Records shown.
· · · · ·
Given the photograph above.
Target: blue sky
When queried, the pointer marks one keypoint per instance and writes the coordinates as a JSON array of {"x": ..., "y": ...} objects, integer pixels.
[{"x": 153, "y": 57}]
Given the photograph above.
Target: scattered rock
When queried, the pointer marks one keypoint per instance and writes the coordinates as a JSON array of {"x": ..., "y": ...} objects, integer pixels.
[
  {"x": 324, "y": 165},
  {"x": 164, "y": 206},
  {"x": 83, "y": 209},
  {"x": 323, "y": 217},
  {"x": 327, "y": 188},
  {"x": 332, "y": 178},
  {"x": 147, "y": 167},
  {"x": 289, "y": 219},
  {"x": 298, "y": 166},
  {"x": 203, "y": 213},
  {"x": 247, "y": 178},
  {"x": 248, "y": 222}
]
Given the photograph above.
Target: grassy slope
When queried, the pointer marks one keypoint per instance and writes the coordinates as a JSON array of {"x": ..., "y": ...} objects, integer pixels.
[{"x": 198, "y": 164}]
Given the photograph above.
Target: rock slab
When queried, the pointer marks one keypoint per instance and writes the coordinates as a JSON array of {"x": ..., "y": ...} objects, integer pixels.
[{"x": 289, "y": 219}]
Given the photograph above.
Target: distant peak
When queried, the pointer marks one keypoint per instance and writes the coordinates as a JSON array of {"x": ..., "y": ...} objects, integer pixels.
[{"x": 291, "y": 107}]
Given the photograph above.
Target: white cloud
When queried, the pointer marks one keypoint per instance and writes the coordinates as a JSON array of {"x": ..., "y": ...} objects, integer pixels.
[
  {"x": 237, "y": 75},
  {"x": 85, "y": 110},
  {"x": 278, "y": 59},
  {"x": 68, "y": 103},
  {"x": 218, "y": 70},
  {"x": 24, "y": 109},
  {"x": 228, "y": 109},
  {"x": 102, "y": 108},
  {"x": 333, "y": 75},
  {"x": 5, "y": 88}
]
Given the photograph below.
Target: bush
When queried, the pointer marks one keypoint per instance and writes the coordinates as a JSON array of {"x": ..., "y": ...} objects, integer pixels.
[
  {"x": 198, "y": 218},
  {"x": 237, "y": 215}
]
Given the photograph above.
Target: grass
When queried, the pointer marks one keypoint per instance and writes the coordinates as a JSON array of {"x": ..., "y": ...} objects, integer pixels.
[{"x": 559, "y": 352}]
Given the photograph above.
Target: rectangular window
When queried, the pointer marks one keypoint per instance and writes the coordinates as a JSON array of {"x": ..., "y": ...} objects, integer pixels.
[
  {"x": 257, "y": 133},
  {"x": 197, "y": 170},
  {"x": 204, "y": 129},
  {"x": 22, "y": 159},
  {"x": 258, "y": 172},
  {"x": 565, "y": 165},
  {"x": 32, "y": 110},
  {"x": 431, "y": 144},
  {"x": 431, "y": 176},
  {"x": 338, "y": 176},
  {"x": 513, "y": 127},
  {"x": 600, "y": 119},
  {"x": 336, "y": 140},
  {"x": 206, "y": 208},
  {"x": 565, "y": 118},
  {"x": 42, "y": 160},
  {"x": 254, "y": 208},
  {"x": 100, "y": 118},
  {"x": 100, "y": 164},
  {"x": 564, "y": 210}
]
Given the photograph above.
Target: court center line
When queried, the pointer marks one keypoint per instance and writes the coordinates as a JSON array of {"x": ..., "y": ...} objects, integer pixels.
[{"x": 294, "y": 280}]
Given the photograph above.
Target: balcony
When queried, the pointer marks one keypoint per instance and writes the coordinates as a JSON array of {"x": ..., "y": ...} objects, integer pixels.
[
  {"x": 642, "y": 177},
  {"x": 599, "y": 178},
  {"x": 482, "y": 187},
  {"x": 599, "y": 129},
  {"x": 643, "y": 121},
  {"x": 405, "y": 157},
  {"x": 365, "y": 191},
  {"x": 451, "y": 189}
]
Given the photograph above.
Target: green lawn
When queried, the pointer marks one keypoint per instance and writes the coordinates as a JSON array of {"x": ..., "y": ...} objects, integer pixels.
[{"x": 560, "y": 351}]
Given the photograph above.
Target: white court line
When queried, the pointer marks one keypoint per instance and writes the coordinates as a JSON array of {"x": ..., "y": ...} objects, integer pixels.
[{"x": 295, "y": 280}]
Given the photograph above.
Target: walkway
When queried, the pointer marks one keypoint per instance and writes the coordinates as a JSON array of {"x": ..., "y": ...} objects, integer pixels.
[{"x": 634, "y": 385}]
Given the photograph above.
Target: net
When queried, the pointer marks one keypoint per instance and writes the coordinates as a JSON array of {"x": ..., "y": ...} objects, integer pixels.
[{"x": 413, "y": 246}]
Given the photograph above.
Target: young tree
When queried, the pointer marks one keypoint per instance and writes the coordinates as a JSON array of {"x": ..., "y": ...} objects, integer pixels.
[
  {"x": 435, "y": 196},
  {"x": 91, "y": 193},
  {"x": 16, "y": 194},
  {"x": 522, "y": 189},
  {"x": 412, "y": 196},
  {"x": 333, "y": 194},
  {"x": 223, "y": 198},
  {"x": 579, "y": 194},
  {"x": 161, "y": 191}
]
· · · · ·
Reproduce the records above exactly as they appear.

Given the photograph above.
Target: blue sky
When queried, the pointer marks one keypoint per instance and writes the coordinates as a JSON array of {"x": ..., "y": ...} objects, integer pixels.
[{"x": 153, "y": 57}]
Given the photograph above.
Target: scattered rock
When queried, the pointer marks one keypoint per instance and writes the coordinates as a JSON array of {"x": ..., "y": ...} objects, integer pixels.
[
  {"x": 324, "y": 165},
  {"x": 164, "y": 206},
  {"x": 83, "y": 209},
  {"x": 323, "y": 217},
  {"x": 327, "y": 188},
  {"x": 332, "y": 178},
  {"x": 147, "y": 167},
  {"x": 289, "y": 219},
  {"x": 298, "y": 166},
  {"x": 203, "y": 213},
  {"x": 247, "y": 178},
  {"x": 248, "y": 222}
]
Given the photograph above.
Target: grassy slope
When queried, the pointer marks one keypoint per instance and writes the coordinates as a JSON array of {"x": ..., "y": ...} objects, integer pixels.
[{"x": 198, "y": 164}]
Given the photograph above.
Target: rock slab
When queried, the pointer marks one keypoint per instance and writes the coordinates as a JSON array of {"x": ..., "y": ...} objects, integer pixels.
[{"x": 289, "y": 219}]
Given the photograph above.
Target: distant peak
When queried, the pointer marks one keypoint per instance and writes the coordinates as a JSON array of {"x": ..., "y": ...} objects, integer pixels.
[{"x": 291, "y": 107}]
Given the photograph above.
Target: white cloud
When queried, the pointer marks one keypoint per instance and writes the coordinates as a JSON array of {"x": ..., "y": ...} objects, integer pixels.
[
  {"x": 237, "y": 75},
  {"x": 85, "y": 110},
  {"x": 278, "y": 59},
  {"x": 68, "y": 103},
  {"x": 218, "y": 70},
  {"x": 24, "y": 109},
  {"x": 228, "y": 109},
  {"x": 102, "y": 108},
  {"x": 333, "y": 75},
  {"x": 5, "y": 88}
]
Given the photograph below.
Target: bush
When queried, the pointer marks one keypoint per instance and writes the coordinates as a JSON array of {"x": ..., "y": ...} objects, integer pixels.
[
  {"x": 198, "y": 218},
  {"x": 237, "y": 215}
]
Given the photograph above.
Target: grass
When queried, the pointer marks one keypoint per instance and writes the coordinates as a JSON array of {"x": ..., "y": ...} objects, integer pixels.
[{"x": 559, "y": 352}]
Given the photograph above.
Target: rectangular window
When queried, the pointer marks one keypoint per instance and writes the coordinates as a JSON array of {"x": ..., "y": ...} objects, integer pixels.
[
  {"x": 257, "y": 133},
  {"x": 197, "y": 170},
  {"x": 204, "y": 129},
  {"x": 22, "y": 159},
  {"x": 258, "y": 172},
  {"x": 565, "y": 165},
  {"x": 32, "y": 110},
  {"x": 431, "y": 144},
  {"x": 431, "y": 176},
  {"x": 338, "y": 176},
  {"x": 513, "y": 127},
  {"x": 600, "y": 119},
  {"x": 336, "y": 140},
  {"x": 206, "y": 208},
  {"x": 565, "y": 118},
  {"x": 42, "y": 160},
  {"x": 254, "y": 208},
  {"x": 100, "y": 118},
  {"x": 100, "y": 164},
  {"x": 564, "y": 210}
]
Given the photograph above.
Target: court center line
When queried, the pointer marks one keypoint per instance and writes the coordinates as a JSON array of {"x": ..., "y": ...} objects, integer pixels.
[{"x": 294, "y": 280}]
Given the photograph above.
Target: balcony
When queried, the pointer marks one keypoint per instance and writes the coordinates as a JSON array of {"x": ..., "y": ...} objects, integer pixels.
[
  {"x": 642, "y": 177},
  {"x": 599, "y": 178},
  {"x": 482, "y": 187},
  {"x": 599, "y": 129},
  {"x": 643, "y": 121},
  {"x": 405, "y": 157},
  {"x": 365, "y": 191},
  {"x": 451, "y": 189}
]
Given the photograph above.
Target: green lawn
When queried, the pointer marks one keypoint per instance and writes the coordinates as a JSON array of {"x": ..., "y": ...} objects, integer pixels.
[{"x": 560, "y": 351}]
Given the photograph above.
Target: white court line
When queried, the pointer marks one keypoint per instance and writes the coordinates as a JSON array of {"x": ..., "y": ...} objects, integer pixels.
[{"x": 295, "y": 280}]
Given the photograph above.
Target: walkway
When queried, the pointer marks one keypoint per instance and writes the coordinates as a JSON array of {"x": ..., "y": ...} objects, integer pixels.
[{"x": 634, "y": 385}]
Given the photograph above.
Target: net
When queried, the pointer marks one keypoint per instance and writes the coordinates as a JSON array of {"x": ..., "y": ...} objects, integer pixels.
[{"x": 413, "y": 246}]
Given the photograph above.
Target: young tree
When queried, the pointer marks one keypoint per instance and writes the coordinates as a JSON array of {"x": ..., "y": ...} objects, integer pixels.
[
  {"x": 435, "y": 196},
  {"x": 91, "y": 193},
  {"x": 16, "y": 194},
  {"x": 522, "y": 189},
  {"x": 412, "y": 196},
  {"x": 333, "y": 194},
  {"x": 223, "y": 198},
  {"x": 579, "y": 194},
  {"x": 161, "y": 191}
]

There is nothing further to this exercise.